● WORK REQUEST:
Scan the entries below for the word "thickest". Copy out every line in which it occurs.

● SOURCE INFORMATION:
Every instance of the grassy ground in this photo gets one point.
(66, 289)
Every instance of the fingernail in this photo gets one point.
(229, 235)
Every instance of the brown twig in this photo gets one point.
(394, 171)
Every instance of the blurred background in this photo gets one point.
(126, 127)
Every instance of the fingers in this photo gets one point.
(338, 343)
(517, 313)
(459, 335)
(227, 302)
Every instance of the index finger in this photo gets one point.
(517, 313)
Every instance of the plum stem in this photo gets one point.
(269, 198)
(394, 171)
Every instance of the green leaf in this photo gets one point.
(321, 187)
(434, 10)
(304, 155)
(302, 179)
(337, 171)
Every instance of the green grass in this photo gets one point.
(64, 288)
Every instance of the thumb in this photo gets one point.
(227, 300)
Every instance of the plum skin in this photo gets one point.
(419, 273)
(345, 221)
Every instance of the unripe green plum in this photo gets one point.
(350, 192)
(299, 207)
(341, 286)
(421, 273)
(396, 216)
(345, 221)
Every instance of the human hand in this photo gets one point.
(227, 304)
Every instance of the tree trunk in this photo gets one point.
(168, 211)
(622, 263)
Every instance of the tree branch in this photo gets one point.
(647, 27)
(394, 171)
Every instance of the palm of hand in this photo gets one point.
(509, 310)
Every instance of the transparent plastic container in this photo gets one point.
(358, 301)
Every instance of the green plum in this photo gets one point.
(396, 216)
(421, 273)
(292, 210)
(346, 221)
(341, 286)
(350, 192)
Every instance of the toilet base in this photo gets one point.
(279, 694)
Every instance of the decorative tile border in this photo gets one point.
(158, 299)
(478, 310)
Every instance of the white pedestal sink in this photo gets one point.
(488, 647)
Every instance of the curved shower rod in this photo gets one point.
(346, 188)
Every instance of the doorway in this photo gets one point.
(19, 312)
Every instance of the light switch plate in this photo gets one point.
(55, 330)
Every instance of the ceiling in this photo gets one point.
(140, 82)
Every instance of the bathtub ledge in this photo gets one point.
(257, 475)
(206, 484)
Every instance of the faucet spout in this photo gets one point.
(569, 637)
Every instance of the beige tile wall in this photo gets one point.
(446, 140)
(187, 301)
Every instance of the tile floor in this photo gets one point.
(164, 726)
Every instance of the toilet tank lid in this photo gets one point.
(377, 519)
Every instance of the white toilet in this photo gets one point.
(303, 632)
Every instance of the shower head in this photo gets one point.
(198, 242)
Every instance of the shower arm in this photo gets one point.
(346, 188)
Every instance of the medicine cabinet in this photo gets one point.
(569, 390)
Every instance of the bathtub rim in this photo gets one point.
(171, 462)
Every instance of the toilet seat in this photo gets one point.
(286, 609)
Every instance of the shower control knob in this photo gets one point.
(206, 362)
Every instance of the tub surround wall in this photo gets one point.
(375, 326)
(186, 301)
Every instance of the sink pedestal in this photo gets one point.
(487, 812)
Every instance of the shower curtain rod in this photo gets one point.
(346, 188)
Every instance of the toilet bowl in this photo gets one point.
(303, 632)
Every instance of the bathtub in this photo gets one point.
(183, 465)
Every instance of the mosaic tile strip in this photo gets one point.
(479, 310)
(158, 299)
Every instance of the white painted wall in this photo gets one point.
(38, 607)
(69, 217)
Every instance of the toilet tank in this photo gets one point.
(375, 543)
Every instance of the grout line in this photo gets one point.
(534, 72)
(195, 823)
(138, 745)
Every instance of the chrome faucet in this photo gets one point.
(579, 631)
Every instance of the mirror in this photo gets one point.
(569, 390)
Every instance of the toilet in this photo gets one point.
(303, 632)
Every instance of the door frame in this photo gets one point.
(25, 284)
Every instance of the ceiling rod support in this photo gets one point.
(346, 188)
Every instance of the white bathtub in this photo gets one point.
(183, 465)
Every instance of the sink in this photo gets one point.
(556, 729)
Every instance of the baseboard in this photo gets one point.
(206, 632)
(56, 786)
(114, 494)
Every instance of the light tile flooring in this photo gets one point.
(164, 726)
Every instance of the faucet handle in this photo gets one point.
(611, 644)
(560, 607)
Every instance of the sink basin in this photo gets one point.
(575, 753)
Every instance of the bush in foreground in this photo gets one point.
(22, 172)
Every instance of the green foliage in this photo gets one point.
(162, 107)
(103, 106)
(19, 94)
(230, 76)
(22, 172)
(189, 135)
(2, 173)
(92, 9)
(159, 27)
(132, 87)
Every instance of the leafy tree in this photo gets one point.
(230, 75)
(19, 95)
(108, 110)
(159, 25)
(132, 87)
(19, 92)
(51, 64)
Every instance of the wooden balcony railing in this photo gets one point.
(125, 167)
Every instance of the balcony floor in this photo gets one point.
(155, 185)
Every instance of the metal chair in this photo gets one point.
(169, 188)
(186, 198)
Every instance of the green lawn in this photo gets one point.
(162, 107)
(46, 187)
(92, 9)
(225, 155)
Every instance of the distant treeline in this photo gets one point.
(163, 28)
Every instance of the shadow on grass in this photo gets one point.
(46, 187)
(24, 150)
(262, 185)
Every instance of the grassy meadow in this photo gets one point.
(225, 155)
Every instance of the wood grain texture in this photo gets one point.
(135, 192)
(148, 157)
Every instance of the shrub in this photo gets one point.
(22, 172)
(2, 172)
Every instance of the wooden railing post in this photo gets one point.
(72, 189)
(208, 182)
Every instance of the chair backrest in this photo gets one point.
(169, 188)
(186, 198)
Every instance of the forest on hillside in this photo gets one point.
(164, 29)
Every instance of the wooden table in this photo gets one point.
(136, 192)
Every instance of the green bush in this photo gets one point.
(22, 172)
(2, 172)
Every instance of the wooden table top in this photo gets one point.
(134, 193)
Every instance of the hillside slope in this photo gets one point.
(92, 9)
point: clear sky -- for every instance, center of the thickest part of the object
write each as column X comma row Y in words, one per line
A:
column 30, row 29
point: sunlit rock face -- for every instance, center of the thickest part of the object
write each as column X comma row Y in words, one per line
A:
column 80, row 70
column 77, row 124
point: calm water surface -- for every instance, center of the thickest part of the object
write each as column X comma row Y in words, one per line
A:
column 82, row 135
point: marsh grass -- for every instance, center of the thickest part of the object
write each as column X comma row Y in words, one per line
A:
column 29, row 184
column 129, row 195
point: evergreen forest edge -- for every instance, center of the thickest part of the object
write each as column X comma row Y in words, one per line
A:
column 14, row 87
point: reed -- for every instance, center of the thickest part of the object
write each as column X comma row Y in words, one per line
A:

● EXERCISE ANSWER:
point: clear sky -- for every instance, center of the thickest part of the object
point: sunlit rock face -- for every instance, center of the thickest part of the object
point: calm water surface -- for every instance, center of the thickest part of the object
point: marsh grass -- for every instance, center of the thickest part of the object
point: evergreen forest edge -- for every instance, center of the thickest part of the object
point: reed -- for every instance, center of the thickest part of the object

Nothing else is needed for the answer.